Print verbatim every line starting at the one that contains "Target: falling petal" and ending at the final line of the records; include both endpoints.

*** Opening THE INPUT ***

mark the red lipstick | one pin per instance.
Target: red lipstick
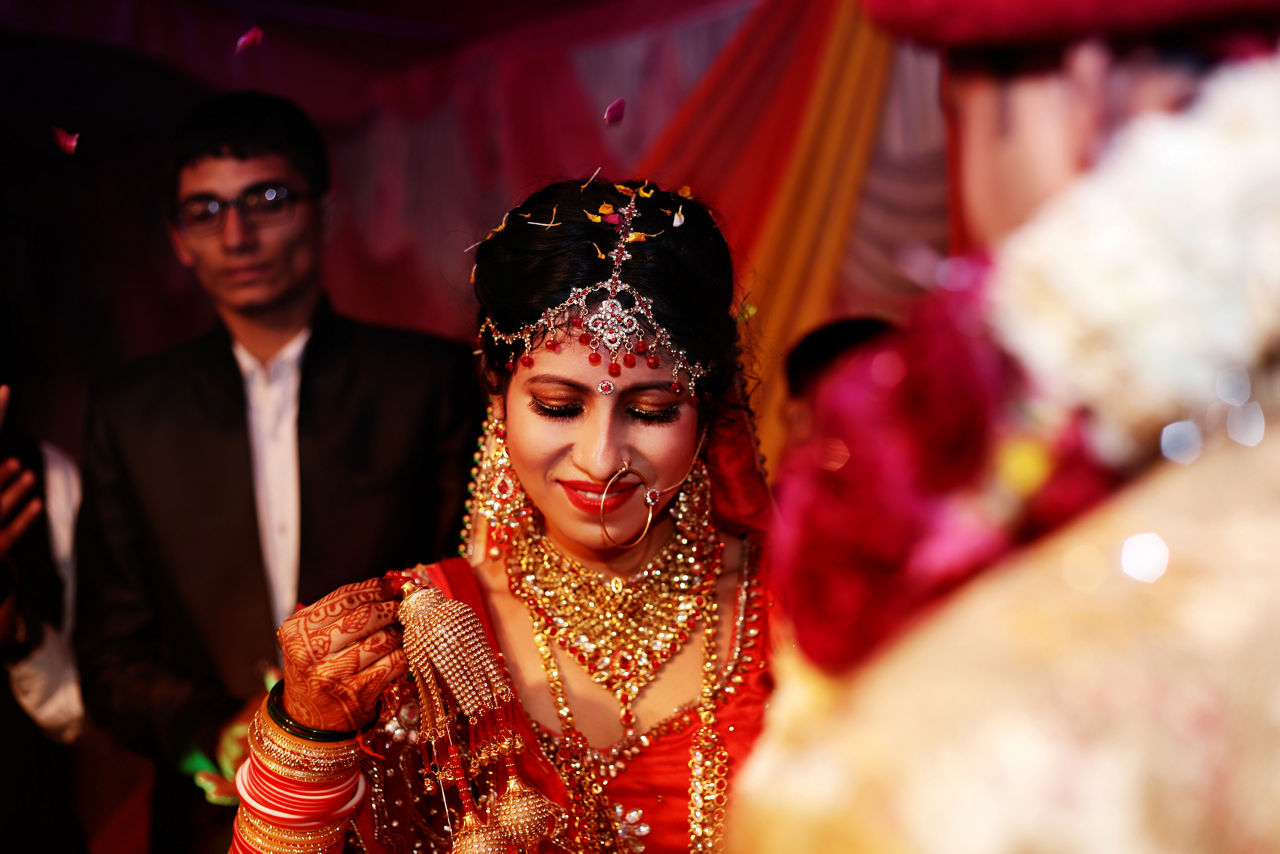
(585, 494)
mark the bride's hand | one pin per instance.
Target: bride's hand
(339, 654)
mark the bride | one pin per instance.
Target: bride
(590, 674)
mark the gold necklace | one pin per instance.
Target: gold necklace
(622, 633)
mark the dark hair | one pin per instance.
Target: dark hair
(250, 124)
(810, 356)
(526, 266)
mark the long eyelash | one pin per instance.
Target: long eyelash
(657, 416)
(561, 412)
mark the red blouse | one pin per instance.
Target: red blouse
(644, 782)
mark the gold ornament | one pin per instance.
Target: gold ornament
(622, 633)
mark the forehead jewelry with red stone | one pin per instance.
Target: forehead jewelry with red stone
(621, 323)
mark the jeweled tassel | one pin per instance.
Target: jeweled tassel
(522, 813)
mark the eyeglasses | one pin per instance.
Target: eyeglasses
(261, 205)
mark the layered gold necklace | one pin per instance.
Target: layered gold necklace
(622, 631)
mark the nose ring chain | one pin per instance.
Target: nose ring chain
(652, 496)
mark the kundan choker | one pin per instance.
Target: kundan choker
(621, 323)
(621, 633)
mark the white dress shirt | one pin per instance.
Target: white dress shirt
(45, 683)
(272, 391)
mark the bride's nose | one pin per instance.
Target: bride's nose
(600, 447)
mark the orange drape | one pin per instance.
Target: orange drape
(777, 137)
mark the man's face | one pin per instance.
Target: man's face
(1019, 146)
(248, 263)
(1024, 140)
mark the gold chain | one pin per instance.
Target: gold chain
(622, 633)
(593, 829)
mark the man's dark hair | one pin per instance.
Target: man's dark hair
(251, 124)
(810, 357)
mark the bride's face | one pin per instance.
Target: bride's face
(566, 438)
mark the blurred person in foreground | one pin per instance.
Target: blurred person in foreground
(1029, 557)
(41, 713)
(286, 452)
(817, 354)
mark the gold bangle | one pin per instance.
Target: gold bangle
(297, 758)
(272, 839)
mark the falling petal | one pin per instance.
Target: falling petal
(615, 110)
(1182, 442)
(65, 141)
(252, 36)
(1246, 424)
(1233, 386)
(1144, 557)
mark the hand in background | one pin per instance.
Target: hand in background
(339, 654)
(18, 510)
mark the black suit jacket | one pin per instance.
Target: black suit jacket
(173, 616)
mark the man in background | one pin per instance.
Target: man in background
(284, 453)
(41, 711)
(1036, 588)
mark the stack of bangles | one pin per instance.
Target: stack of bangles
(298, 785)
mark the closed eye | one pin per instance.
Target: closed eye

*** Closing THE INPUT ***

**SOLVED EXERCISE**
Target: falling petal
(615, 110)
(1182, 442)
(65, 141)
(252, 36)
(1246, 424)
(1233, 386)
(1144, 557)
mark the hand in background | one pin per instance.
Target: hand in background
(339, 654)
(18, 510)
mark the black suit jacket | one pin per instance.
Target: black suit jacket
(173, 616)
mark the man in background | one pin per instance.
Target: man in background
(284, 453)
(41, 711)
(1036, 588)
mark the stack of bangles | one pin per instance.
Target: stack of bangles
(298, 785)
mark the closed eye | one pin per instance.
Target: closed eye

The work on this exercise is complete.